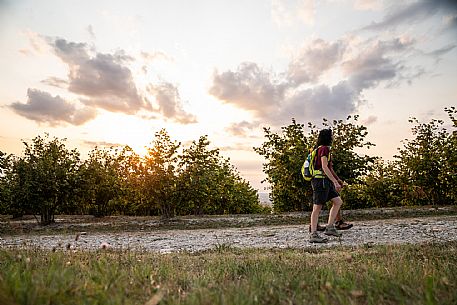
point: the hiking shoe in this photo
(316, 238)
(341, 225)
(332, 231)
(319, 228)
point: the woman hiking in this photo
(326, 186)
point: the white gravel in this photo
(391, 231)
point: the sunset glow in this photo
(115, 72)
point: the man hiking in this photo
(326, 187)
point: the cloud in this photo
(103, 79)
(298, 94)
(287, 12)
(241, 128)
(102, 144)
(91, 32)
(42, 107)
(370, 120)
(249, 88)
(331, 102)
(374, 63)
(55, 82)
(438, 53)
(367, 4)
(169, 103)
(36, 42)
(412, 12)
(158, 55)
(315, 59)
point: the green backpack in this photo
(307, 170)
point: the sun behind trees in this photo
(50, 180)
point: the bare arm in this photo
(329, 173)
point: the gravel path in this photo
(391, 231)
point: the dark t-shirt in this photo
(323, 151)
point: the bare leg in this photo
(337, 202)
(315, 217)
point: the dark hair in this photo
(324, 138)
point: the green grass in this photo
(407, 274)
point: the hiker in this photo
(326, 186)
(340, 224)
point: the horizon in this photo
(114, 73)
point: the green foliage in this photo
(427, 164)
(49, 179)
(160, 176)
(101, 181)
(286, 152)
(208, 184)
(43, 181)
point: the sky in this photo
(103, 73)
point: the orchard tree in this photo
(427, 163)
(102, 183)
(43, 181)
(209, 184)
(160, 175)
(285, 153)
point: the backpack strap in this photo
(318, 173)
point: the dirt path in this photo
(391, 231)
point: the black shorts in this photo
(323, 190)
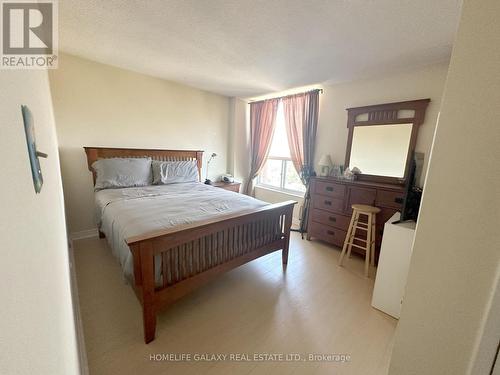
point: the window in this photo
(278, 171)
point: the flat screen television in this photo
(413, 194)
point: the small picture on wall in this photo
(29, 129)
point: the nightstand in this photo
(232, 186)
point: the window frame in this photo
(280, 188)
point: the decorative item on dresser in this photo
(331, 201)
(232, 186)
(380, 148)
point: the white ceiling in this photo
(252, 47)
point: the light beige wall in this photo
(100, 105)
(239, 131)
(423, 83)
(37, 332)
(331, 139)
(456, 253)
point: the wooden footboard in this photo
(191, 255)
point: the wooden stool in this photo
(369, 227)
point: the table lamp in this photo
(325, 163)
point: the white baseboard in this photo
(89, 233)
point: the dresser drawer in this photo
(328, 234)
(331, 189)
(387, 198)
(330, 218)
(328, 203)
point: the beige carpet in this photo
(315, 307)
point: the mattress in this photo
(127, 212)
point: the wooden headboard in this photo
(96, 153)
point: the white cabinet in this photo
(393, 264)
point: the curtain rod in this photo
(286, 96)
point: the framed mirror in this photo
(382, 139)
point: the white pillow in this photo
(173, 172)
(122, 172)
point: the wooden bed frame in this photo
(191, 255)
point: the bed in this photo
(171, 239)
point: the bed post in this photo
(148, 290)
(286, 232)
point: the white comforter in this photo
(128, 212)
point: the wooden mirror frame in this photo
(387, 114)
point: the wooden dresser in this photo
(331, 201)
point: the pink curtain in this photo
(301, 121)
(262, 124)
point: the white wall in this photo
(456, 253)
(100, 105)
(37, 333)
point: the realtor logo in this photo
(29, 34)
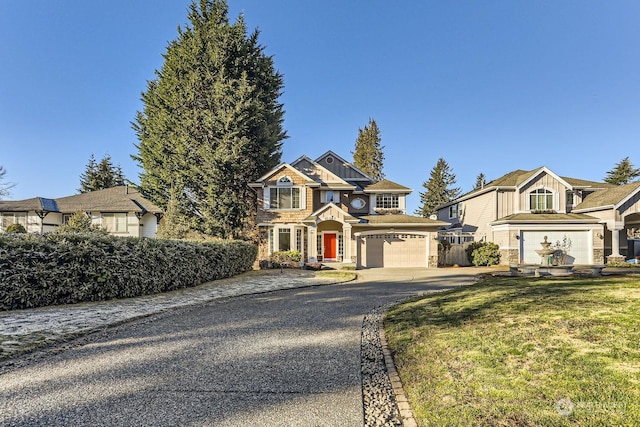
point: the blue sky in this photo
(490, 86)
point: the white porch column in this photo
(346, 241)
(312, 249)
(615, 241)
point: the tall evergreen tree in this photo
(5, 188)
(438, 189)
(481, 181)
(622, 173)
(368, 155)
(211, 122)
(98, 176)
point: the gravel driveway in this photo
(281, 358)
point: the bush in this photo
(58, 268)
(483, 253)
(16, 228)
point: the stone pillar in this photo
(346, 243)
(358, 250)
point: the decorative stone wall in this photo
(612, 258)
(598, 256)
(509, 257)
(433, 261)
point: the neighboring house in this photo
(329, 210)
(589, 221)
(120, 210)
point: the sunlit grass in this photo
(524, 352)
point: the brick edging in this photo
(403, 404)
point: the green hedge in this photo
(37, 271)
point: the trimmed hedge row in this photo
(37, 271)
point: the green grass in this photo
(522, 352)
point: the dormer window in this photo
(540, 200)
(285, 181)
(453, 211)
(387, 201)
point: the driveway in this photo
(282, 358)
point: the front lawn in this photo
(522, 352)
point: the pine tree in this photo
(437, 189)
(368, 155)
(481, 181)
(98, 176)
(622, 173)
(5, 188)
(211, 122)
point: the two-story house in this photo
(330, 211)
(122, 211)
(587, 220)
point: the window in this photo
(115, 223)
(387, 201)
(453, 211)
(7, 219)
(284, 239)
(358, 203)
(285, 198)
(66, 218)
(331, 196)
(540, 199)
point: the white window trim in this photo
(294, 232)
(555, 200)
(115, 216)
(267, 198)
(453, 211)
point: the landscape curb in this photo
(398, 390)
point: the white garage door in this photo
(576, 244)
(395, 250)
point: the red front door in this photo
(330, 246)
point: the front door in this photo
(330, 250)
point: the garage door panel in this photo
(396, 250)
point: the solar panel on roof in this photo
(48, 205)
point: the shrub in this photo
(483, 253)
(16, 228)
(59, 268)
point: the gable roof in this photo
(356, 174)
(539, 171)
(330, 207)
(529, 218)
(277, 169)
(612, 197)
(37, 204)
(116, 199)
(400, 219)
(320, 173)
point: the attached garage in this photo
(394, 250)
(576, 244)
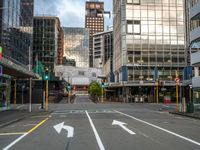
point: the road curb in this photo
(12, 121)
(23, 117)
(186, 115)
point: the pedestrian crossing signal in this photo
(1, 52)
(46, 74)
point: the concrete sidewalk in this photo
(14, 115)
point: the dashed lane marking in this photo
(14, 133)
(160, 128)
(101, 146)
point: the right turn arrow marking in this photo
(121, 124)
(61, 126)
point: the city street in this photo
(88, 126)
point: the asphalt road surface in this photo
(88, 126)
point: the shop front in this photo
(5, 90)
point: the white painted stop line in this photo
(160, 128)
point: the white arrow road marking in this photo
(121, 124)
(60, 126)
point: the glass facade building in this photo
(149, 40)
(76, 45)
(94, 21)
(47, 41)
(16, 27)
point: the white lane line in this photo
(18, 107)
(165, 130)
(14, 142)
(95, 132)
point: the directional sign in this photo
(121, 124)
(177, 80)
(1, 70)
(69, 87)
(69, 129)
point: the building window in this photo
(94, 74)
(81, 73)
(133, 27)
(133, 2)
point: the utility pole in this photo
(157, 101)
(177, 81)
(47, 95)
(30, 95)
(15, 93)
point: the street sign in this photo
(177, 80)
(163, 89)
(105, 85)
(69, 87)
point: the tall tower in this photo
(94, 21)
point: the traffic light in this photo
(46, 74)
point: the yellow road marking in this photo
(39, 124)
(14, 133)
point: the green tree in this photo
(95, 89)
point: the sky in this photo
(70, 12)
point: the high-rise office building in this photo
(102, 48)
(94, 21)
(194, 41)
(76, 46)
(60, 47)
(103, 53)
(15, 36)
(149, 42)
(16, 26)
(46, 41)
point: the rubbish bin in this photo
(190, 107)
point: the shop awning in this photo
(16, 70)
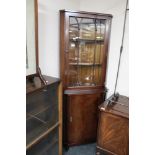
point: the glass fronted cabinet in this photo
(84, 42)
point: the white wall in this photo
(49, 37)
(49, 33)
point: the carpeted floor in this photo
(88, 149)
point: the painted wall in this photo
(49, 37)
(49, 33)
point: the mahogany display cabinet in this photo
(84, 43)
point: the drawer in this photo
(47, 146)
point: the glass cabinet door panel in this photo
(86, 51)
(87, 29)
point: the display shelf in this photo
(38, 133)
(37, 111)
(48, 147)
(85, 64)
(88, 41)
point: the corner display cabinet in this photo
(84, 42)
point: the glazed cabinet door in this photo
(86, 52)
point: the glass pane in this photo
(87, 29)
(86, 51)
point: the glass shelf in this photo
(87, 41)
(85, 64)
(38, 133)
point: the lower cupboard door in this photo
(82, 118)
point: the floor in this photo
(88, 149)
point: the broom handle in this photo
(121, 48)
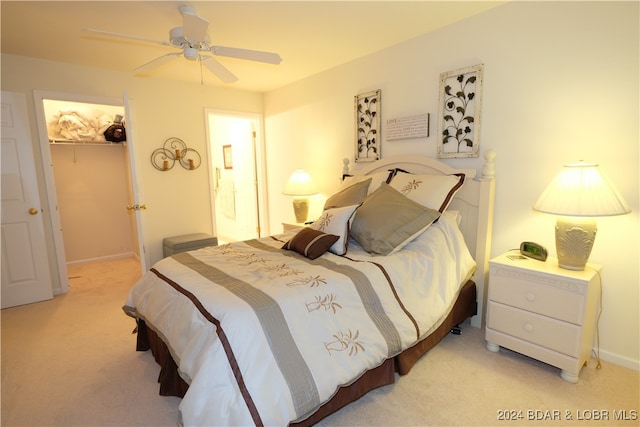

_EXERCISE_:
Add -132 to each number in the coordinates, and write out again every line from the one holding "point: the mahogany" through the last line, inclusive, with the requests. Leave the pictures out.

_REPLY TO THE EXERCISE_:
point: the mahogany display cabinet in this photo
(-48, -89)
point: the drawer in this photo
(-85, 14)
point: the glass cabinet door panel in this photo
(-46, -81)
(-45, -103)
point: the display shelf in this photo
(-94, 1)
(-95, -21)
(-84, 15)
(-47, -68)
(-44, -91)
point: the corner display cabinet in this photo
(-48, -90)
point: the glazed cabinet door in this photo
(-46, -80)
point: the glass pane in this photo
(-45, -103)
(-46, -81)
point: the glass shelf in this photo
(-45, -91)
(-47, -68)
(-94, 1)
point: the lower cupboard door in this photo
(-50, -14)
point: the floor in this photo
(-44, 17)
point: the broom handle in this photo
(-11, -84)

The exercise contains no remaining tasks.